(Stored data entries)

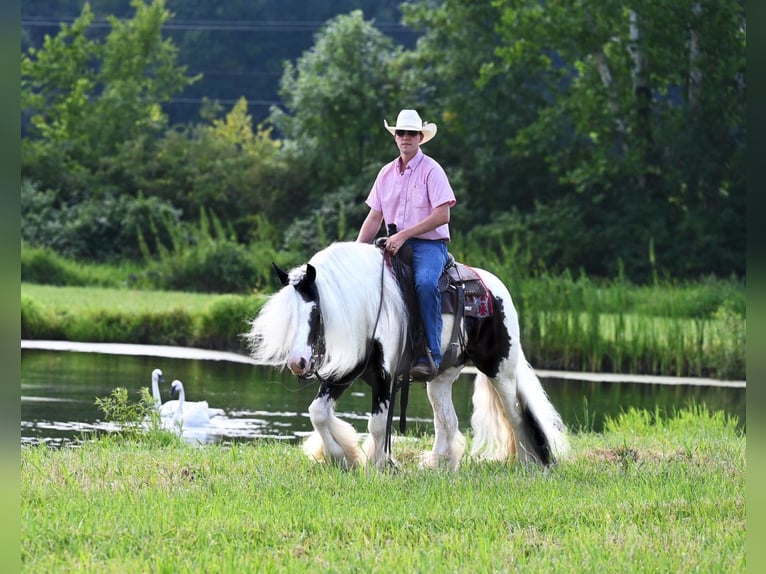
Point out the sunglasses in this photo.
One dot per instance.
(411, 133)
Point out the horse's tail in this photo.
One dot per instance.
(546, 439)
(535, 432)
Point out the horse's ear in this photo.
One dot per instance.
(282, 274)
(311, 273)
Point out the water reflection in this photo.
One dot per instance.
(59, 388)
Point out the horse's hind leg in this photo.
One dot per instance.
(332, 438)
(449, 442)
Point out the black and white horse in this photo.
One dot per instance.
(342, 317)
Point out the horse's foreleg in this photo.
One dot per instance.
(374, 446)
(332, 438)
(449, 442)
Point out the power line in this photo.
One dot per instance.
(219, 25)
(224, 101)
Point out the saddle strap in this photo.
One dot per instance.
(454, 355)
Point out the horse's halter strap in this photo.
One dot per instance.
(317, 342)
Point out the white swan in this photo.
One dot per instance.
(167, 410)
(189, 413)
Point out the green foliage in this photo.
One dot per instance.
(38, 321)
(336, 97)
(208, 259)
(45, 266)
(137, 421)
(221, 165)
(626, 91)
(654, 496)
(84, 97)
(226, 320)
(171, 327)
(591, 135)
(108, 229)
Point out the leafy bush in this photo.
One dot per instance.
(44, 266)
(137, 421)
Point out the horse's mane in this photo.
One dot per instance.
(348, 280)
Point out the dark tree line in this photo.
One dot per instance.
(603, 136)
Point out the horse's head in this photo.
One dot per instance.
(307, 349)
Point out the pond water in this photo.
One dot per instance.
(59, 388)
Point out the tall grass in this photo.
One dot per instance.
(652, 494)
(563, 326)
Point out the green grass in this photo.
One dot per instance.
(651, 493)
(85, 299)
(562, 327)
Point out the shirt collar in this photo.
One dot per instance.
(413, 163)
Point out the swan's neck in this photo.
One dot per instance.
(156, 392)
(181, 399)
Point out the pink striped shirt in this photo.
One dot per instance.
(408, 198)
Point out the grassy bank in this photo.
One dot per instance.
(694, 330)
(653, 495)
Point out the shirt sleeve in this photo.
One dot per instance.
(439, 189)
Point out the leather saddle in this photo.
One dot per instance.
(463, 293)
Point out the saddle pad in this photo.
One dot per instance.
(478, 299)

...

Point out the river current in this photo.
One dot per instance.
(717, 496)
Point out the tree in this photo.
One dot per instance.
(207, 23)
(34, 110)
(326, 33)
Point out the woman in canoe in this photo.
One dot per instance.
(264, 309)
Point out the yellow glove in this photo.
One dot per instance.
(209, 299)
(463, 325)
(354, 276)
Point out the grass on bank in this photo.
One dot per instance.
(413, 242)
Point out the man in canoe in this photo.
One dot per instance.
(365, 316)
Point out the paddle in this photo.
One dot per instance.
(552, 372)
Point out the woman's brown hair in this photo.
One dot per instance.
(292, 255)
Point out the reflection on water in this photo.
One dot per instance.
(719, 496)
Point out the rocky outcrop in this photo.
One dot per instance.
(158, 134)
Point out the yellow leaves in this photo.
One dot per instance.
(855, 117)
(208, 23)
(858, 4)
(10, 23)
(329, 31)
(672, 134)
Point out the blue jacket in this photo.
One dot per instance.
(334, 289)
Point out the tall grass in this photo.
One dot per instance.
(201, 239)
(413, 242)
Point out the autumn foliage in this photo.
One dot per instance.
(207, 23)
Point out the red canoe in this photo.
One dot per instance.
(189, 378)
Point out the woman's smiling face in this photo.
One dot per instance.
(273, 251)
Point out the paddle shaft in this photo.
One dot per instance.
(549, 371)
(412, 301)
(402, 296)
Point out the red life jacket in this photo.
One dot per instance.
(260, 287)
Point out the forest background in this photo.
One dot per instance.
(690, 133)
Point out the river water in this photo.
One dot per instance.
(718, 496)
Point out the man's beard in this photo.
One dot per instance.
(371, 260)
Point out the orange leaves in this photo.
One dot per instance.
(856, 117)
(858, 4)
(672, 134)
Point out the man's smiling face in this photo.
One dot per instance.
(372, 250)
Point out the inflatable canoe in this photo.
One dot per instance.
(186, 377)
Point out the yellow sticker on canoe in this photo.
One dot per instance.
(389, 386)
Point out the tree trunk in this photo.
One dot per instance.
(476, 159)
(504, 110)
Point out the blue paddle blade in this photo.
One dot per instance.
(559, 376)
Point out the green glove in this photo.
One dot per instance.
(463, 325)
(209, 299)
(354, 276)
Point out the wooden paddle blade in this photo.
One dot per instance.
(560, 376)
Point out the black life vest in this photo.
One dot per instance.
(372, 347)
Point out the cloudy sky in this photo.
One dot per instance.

> **Description of the task**
Only the lines containing "swan" are needed; copy each of them from the data.

> **Reply**
Point out the white swan in this photo.
Point out the swan's neck in this photo.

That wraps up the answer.